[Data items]
▽

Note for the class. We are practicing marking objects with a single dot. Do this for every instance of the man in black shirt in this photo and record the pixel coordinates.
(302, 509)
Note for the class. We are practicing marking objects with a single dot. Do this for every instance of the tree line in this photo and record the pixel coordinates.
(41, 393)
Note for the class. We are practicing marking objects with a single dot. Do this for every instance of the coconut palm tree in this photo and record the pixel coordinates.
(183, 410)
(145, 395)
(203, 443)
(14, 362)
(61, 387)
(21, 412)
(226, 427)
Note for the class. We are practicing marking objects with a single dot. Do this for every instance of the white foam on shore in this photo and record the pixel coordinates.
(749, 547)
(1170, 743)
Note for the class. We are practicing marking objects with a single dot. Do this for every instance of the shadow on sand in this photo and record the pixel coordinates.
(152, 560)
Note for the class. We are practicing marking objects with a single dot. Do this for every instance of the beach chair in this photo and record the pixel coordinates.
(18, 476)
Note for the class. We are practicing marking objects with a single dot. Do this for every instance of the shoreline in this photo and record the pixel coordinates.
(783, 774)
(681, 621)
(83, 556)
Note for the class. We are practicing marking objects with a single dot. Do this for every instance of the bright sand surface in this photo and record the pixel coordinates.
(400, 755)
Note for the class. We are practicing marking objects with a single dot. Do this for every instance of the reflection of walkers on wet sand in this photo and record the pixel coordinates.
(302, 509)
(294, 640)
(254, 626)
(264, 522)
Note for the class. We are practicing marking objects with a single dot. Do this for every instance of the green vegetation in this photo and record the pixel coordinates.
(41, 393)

△

> Aim of the task
Please copy every one of the rows above word for word.

> Full solution
Note for the class. We are practicing marking objects with a single dot. Do this for every instance of the man in black shirt in this photo and record the pixel coordinates.
(302, 509)
Note for the class. We are practicing marking objects with a single dot. Do this for every instance of the tree line in this photo and record the pixel coordinates.
(41, 393)
Note for the class. We are practicing marking objects with a single dot. Do this for every instance of the coconut palm tree in this photo and record the pixel coordinates.
(183, 410)
(145, 395)
(203, 443)
(14, 362)
(61, 387)
(21, 412)
(226, 427)
Note for the class. We are practicing marking objects with a single dot. Do this for every instance of the white foam on shore in this photo and record the pixel coordinates.
(749, 547)
(1170, 743)
Note for the class. We are practicing marking objects with a single dot. Do this for every instance of the shadow on sand in this photo and record the pixel coordinates.
(152, 560)
Note for the class. We are practicing marking objects with a single dot. Do this for every instance of the beach chair in this photo and record the pixel coordinates.
(18, 476)
Note for the class. We are practicing marking objects with a single dot. Do this for every instance of the shoreline in this photo and record the pixel coordinates.
(783, 774)
(681, 621)
(83, 556)
Note for the class. We are practicing marking objects with a single dot. Do this for every instance of the bright sand surface in this photo and record the pixel coordinates.
(400, 755)
Note for the class. We are practicing marking objects with a single dot. Do this for every instance of the reflection of walkers on wet sand in this photo and record the pixel coordinates.
(302, 509)
(294, 640)
(254, 626)
(264, 522)
Note for the class. We are practicing marking objects with a single dot. Do this for every instance of the green vegetation in this photo and record the pixel coordinates.
(41, 393)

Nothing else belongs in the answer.